BRIEF - Arrange every item below as a two-column CSV with the header row text,answer and one row per item. Put each item's text and its answer in their own quoted fields, replacing any line breaks with spaces.

RAW DATA -
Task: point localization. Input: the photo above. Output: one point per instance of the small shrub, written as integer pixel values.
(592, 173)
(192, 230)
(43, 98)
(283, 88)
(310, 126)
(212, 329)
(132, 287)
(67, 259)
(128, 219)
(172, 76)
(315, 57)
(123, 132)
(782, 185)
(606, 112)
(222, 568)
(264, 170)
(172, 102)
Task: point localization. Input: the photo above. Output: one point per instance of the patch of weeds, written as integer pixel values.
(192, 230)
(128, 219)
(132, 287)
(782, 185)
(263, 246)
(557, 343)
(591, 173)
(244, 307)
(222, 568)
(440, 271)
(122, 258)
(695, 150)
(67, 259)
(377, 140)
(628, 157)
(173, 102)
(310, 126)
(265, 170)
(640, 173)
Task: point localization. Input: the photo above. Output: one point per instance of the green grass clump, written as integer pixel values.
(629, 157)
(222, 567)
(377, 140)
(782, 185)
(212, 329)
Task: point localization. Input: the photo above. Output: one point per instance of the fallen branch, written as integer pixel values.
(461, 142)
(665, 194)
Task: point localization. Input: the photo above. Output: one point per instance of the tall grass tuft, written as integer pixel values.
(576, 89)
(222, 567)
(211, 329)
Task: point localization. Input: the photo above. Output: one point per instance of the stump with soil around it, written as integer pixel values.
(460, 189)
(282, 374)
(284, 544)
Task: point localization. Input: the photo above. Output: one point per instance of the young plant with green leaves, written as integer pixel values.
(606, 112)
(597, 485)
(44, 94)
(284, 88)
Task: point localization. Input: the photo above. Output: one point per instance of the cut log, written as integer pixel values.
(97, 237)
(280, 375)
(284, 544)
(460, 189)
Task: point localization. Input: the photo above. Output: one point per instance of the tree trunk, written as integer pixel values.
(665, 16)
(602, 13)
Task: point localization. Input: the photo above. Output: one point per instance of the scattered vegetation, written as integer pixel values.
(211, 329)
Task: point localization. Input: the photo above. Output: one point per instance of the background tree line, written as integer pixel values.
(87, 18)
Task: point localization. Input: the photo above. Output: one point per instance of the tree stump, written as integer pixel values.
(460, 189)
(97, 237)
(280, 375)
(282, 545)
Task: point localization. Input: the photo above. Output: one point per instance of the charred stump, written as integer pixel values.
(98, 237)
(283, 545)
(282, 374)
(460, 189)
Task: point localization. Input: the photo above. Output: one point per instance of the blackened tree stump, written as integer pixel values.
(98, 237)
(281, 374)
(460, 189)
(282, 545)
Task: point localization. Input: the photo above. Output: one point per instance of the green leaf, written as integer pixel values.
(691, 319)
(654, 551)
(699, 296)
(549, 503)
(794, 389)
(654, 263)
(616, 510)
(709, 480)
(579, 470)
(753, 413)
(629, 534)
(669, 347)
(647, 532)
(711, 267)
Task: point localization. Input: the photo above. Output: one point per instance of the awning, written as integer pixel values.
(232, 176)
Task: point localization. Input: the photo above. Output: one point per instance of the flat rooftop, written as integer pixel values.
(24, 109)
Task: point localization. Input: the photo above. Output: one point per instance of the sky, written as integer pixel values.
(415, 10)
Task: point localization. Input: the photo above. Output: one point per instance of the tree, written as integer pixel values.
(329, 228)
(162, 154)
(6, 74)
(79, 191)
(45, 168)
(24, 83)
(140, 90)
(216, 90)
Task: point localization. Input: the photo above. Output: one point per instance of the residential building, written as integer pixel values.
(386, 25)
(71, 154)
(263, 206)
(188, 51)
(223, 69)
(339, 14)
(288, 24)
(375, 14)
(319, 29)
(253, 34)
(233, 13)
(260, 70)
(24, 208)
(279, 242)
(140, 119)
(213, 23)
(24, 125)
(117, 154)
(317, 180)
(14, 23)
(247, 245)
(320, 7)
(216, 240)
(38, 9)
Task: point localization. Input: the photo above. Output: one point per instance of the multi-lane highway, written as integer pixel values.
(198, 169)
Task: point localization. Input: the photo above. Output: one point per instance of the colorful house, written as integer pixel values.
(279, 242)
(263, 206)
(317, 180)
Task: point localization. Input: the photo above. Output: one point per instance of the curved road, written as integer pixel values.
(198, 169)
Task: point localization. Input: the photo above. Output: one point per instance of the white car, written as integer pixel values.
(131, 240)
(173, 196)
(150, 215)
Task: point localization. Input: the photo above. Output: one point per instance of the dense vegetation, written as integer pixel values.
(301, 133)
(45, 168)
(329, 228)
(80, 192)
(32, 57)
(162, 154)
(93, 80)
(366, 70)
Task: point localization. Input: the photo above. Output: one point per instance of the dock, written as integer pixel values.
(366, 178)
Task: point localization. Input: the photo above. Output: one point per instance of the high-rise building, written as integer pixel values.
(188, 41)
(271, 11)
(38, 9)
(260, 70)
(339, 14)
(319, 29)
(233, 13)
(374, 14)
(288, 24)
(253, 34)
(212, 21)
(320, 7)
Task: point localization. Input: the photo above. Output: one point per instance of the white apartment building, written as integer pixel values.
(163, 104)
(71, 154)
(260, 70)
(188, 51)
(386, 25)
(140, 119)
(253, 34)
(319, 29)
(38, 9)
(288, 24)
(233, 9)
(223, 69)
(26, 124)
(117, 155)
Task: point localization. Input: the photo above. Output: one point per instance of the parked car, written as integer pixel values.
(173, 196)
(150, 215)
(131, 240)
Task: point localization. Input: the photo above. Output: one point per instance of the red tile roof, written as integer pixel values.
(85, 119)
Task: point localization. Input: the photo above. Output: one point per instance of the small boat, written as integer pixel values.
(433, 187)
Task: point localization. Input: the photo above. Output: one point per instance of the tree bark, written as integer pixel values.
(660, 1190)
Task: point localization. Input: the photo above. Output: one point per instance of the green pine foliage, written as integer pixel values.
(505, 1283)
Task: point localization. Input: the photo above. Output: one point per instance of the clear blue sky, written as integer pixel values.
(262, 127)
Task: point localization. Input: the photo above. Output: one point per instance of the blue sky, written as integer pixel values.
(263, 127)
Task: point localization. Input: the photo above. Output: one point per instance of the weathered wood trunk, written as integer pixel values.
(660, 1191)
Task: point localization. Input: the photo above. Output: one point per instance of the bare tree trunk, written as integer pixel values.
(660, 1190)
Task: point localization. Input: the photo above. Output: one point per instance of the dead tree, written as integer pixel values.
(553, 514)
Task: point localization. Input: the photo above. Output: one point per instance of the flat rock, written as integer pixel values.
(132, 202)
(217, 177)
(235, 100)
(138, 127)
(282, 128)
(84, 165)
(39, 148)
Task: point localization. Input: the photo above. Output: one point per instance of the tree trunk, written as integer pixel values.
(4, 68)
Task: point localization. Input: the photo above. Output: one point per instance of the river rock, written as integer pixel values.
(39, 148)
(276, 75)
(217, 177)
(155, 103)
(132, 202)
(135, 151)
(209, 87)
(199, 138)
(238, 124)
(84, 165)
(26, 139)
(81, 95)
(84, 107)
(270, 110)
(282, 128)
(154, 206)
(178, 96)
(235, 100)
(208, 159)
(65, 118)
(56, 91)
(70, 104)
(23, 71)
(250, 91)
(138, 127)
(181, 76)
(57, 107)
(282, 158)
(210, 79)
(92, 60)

FINISHED EXERCISE -
text,answer
"Task: point localization. Input: the photo above. Output: one point per instance of the small shrub, written as integer pixel values.","(592, 173) (192, 230) (43, 98) (283, 88) (310, 126) (212, 329) (132, 287) (67, 259) (128, 219) (172, 76) (315, 57) (123, 132) (782, 185) (606, 112) (222, 568) (264, 170) (172, 102)"
"Task: point localization. Input: the photo above. Output: one point per instance of the patch of weeds, written as integer pixel values.","(192, 230) (128, 219) (132, 287) (782, 185) (263, 246) (557, 343) (591, 173) (244, 307) (222, 568) (440, 271) (122, 258) (695, 150) (67, 259) (377, 140) (628, 157) (173, 102) (310, 126) (265, 170) (640, 173)"
"Task: point localization. Input: the photo above. Output: one point per instance of the green grass clump, written as integer pixel values.","(629, 157) (222, 567) (377, 140) (782, 185) (212, 329)"
"Task: point localization. Input: the photo above. Output: one point per instance of the fallen branch, written as integer pixel values.","(461, 142) (665, 194)"
"Task: point localization. Input: the photo above. Output: one point per instance of the tall grass tuft, written as integer pixel values.","(576, 89) (222, 567) (211, 329)"
"Task: point localization. Input: the photo above. Output: one point per instance of the stump with soil around it, written as integer pixel values.","(460, 189) (282, 374) (284, 544)"
"Task: point localization. Input: the photo above. Output: one point per instance of the young plant with green leaves, written as integer pixel values.","(606, 112) (597, 485) (44, 94) (284, 88)"
"Task: point localization. Input: the photo above. Output: one point per instance of the cut log, written as integer pixel values.","(97, 237) (280, 375) (284, 544) (460, 189)"
"Task: point localization. Input: the photo above. Output: one point per instance of the tree trunk, written as integer pixel values.","(665, 16) (602, 13)"
"Task: point localization. Input: the photo above. Output: one point per instance of the scattered vegetation, written as integer pixel values.","(211, 329)"
"Task: point localization. Input: the photo above. Output: one point per instance of the background tree line, written as integer pixel values.","(87, 18)"
"Task: point localization. Input: the photo above. Output: one point per instance of the tree stump, written as integer pixel values.","(460, 189) (97, 237) (280, 375) (282, 545)"
"Task: point localization. Input: the photo above. Output: one point per instance of the charred stump, written as integer pixel values.","(98, 237) (283, 545) (282, 374) (460, 189)"
"Task: point localization. Input: the photo above. Output: one point per instance of the blackened tree stump, written as integer pixel values.","(98, 237) (281, 374) (460, 189) (282, 545)"
"Task: point localization. Input: the photo above. Output: one point per instance of the green leaf, written as integer pixel values.","(691, 319) (654, 551) (699, 296) (549, 503) (794, 389) (654, 263) (616, 510) (709, 480) (579, 470) (753, 413) (629, 534) (669, 347) (647, 532) (711, 267)"
"Task: point localization. Input: the photo above. Output: one point per instance of the awning, written as integer pixel values.","(232, 176)"
"Task: point localization. Input: the photo above. Output: one point per instance of the flat rooftop, written as integer pixel values.","(24, 109)"
"Task: point localization. Input: the photo above. Output: one point per instance of the sky, written as integer pixel values.","(415, 10)"
"Task: point localization. Input: the photo above. Output: one point per instance of the tree, written as integer pixel values.","(329, 228) (162, 154) (6, 74) (79, 191) (45, 168) (24, 83) (140, 90) (216, 90)"
"Task: point localization. Input: the photo above. Output: one point per instance of the residential building, written as integer pixel values.","(386, 25) (71, 154) (263, 206) (188, 51) (223, 69) (339, 14) (288, 24) (375, 14) (319, 29) (253, 34) (233, 13) (260, 70) (24, 208) (279, 242) (140, 119) (213, 23) (24, 125) (117, 154) (317, 180) (14, 23) (247, 245) (320, 7) (216, 240) (38, 9)"
"Task: point localization. Input: the photo above. Output: one point per instance of the multi-lane highway, written as integer pixel values.","(198, 169)"
"Task: point localization. Input: the photo above. Output: one point per instance of the colorful house, written as integer pixel values.","(279, 242) (263, 206) (317, 180)"
"Task: point localization. Input: the photo above. Output: one point per instance of the curved road, written as integer pixel values.","(198, 169)"
"Task: point localization. Input: the photo above. Output: one point per instance of the white car, written as integer pixel values.","(131, 240) (173, 196) (150, 215)"
"Task: point localization. Input: the photo above. Output: one point per instance of the dense vegetation, written as integer pixel values.","(301, 133) (45, 168) (329, 228) (80, 192) (32, 57) (162, 154) (93, 80) (366, 70)"
"Task: point localization. Input: the photo above. Output: one point per instance of the dock, written as integer pixel values.","(366, 178)"
"Task: point localization. Input: the photo above. Output: one point per instance of the high-rise building, written as integer pixel values.","(188, 41) (271, 11) (38, 9) (260, 70) (339, 14) (319, 29) (233, 13) (374, 14) (288, 24) (253, 34) (212, 21) (320, 7)"
"Task: point localization. Input: the photo above. Output: one point per instance of the white apartment building, written as integer pixel values.","(163, 104) (71, 154) (260, 70) (188, 51) (386, 25) (140, 119) (253, 34) (319, 29) (38, 9) (288, 24) (233, 9) (223, 69) (26, 124) (117, 155)"
"Task: point localization. Input: the photo above. Output: one point per instance of the parked car, written as integer pixel values.","(173, 196) (150, 215) (131, 240)"
"Task: point localization. Input: the photo above. Output: one point per instance of the red tile roof, written as integer pixel values.","(85, 119)"
"Task: point localization. Input: the photo above. Output: one point per instance of the small boat, written as integer pixel values.","(433, 187)"
"Task: point localization. Input: the photo above. Output: one point per instance of the tree bark, written as integer pixel values.","(660, 1190)"
"Task: point localization. Input: the photo above. Output: one point per instance of the green pine foliage, written as integer pixel values.","(505, 1283)"
"Task: point localization. Input: the photo above. Output: one point per instance of the clear blue sky, written as integer pixel values.","(262, 127)"
"Task: point localization. Input: the photo above. Output: one point per instance of the blue sky, written as integer pixel values.","(263, 127)"
"Task: point localization. Input: the photo above. Output: one point per instance of the weathered wood trunk, written as integer pixel values.","(660, 1191)"
"Task: point localization. Input: the photo above. Output: one point per instance of the bare tree trunk, written as integer pixel values.","(660, 1190)"
"Task: point localization. Input: the photo above. Output: one point per instance of the dead tree, written as integer pixel values.","(553, 514)"
"Task: point localization. Input: the photo above. Output: one point per instance of the flat rock, written as integer pixel values.","(132, 202) (217, 177) (235, 100) (138, 127) (282, 128) (84, 165) (39, 148)"
"Task: point localization. Input: the photo above. Output: one point per instance of the tree trunk, written as integer pixel values.","(4, 68)"
"Task: point localization. Input: the photo above. Output: one point per instance of the river rock, written as integer pixel values.","(39, 148) (276, 75) (217, 177) (155, 103) (132, 202) (135, 151) (209, 87) (199, 138) (238, 124) (84, 165) (26, 139) (81, 95) (84, 107) (270, 110) (282, 128) (154, 206) (178, 96) (235, 100) (208, 159) (65, 118) (56, 91) (70, 104) (23, 71) (250, 91) (138, 127) (181, 76) (57, 107) (282, 158) (210, 79) (92, 60)"